BEGIN Records supplied

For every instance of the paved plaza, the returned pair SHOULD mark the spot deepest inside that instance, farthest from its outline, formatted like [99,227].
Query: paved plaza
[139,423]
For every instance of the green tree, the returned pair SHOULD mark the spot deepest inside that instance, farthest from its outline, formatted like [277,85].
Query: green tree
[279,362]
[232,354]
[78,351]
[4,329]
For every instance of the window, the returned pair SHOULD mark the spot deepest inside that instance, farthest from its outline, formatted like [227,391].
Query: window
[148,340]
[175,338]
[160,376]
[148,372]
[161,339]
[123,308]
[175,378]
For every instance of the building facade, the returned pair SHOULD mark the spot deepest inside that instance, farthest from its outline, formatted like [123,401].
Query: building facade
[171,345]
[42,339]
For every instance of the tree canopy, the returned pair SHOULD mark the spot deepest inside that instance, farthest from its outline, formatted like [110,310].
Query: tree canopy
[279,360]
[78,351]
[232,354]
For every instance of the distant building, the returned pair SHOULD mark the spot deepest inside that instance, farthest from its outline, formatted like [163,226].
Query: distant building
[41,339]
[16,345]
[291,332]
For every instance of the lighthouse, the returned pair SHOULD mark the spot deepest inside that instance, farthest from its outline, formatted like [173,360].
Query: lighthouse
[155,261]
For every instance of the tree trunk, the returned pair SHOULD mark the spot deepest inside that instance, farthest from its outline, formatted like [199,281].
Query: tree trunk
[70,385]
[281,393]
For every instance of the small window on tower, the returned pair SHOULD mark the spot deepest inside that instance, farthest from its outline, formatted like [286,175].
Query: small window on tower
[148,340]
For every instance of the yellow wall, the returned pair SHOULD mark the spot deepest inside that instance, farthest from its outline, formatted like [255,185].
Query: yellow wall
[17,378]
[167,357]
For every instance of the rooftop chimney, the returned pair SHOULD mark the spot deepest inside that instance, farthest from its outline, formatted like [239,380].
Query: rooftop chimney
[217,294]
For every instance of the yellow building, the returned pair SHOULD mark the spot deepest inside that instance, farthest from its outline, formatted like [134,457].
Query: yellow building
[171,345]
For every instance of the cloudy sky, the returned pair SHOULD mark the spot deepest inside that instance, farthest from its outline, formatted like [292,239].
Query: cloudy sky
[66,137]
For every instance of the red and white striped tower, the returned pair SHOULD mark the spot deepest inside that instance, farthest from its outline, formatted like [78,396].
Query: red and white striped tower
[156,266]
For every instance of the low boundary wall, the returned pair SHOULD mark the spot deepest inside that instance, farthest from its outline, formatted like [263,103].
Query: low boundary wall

END Records supplied

What to do >> Copy out the lines from the one containing "For every instance of the yellow wall, the" through the very last line, renaming "outline" to "edge" and keeping everything else the same.

Solution to the problem >>
For every instance of the yellow wall, the returned pair SHOULD mark the spot deepest inside that instance, farthest from its edge, formatted like [255,185].
Query: yellow wall
[17,378]
[167,357]
For every instance of the rooftop chimney, the returned pair SHOULD mark the spot deepest inside that instance, farthest from its edge, formatted like [239,380].
Query: rooftop chimney
[217,294]
For every instance of the yellow building, the returned pair SHOULD mark the spot deepest inside that instance, farthest from its edge, formatted like [134,457].
Query: yellow building
[171,345]
For every instance of the cloudy sky, the returned pair SHOULD mark the spot deepest inside that instance, farthest from its edge, formatted like [292,239].
Query: cloudy sky
[66,137]
For every instance of the red and white striped tower, the returned pair SHOULD mark the spot deepest inside that instance, farthest from its edge, formatted like [78,396].
Query: red and white striped tower
[156,266]
For every instance of the low boundary wall, the returned pair SHOULD mark the spot deepest inside that instance, farthest from its edge, formatted like [263,103].
Query: low boundary wall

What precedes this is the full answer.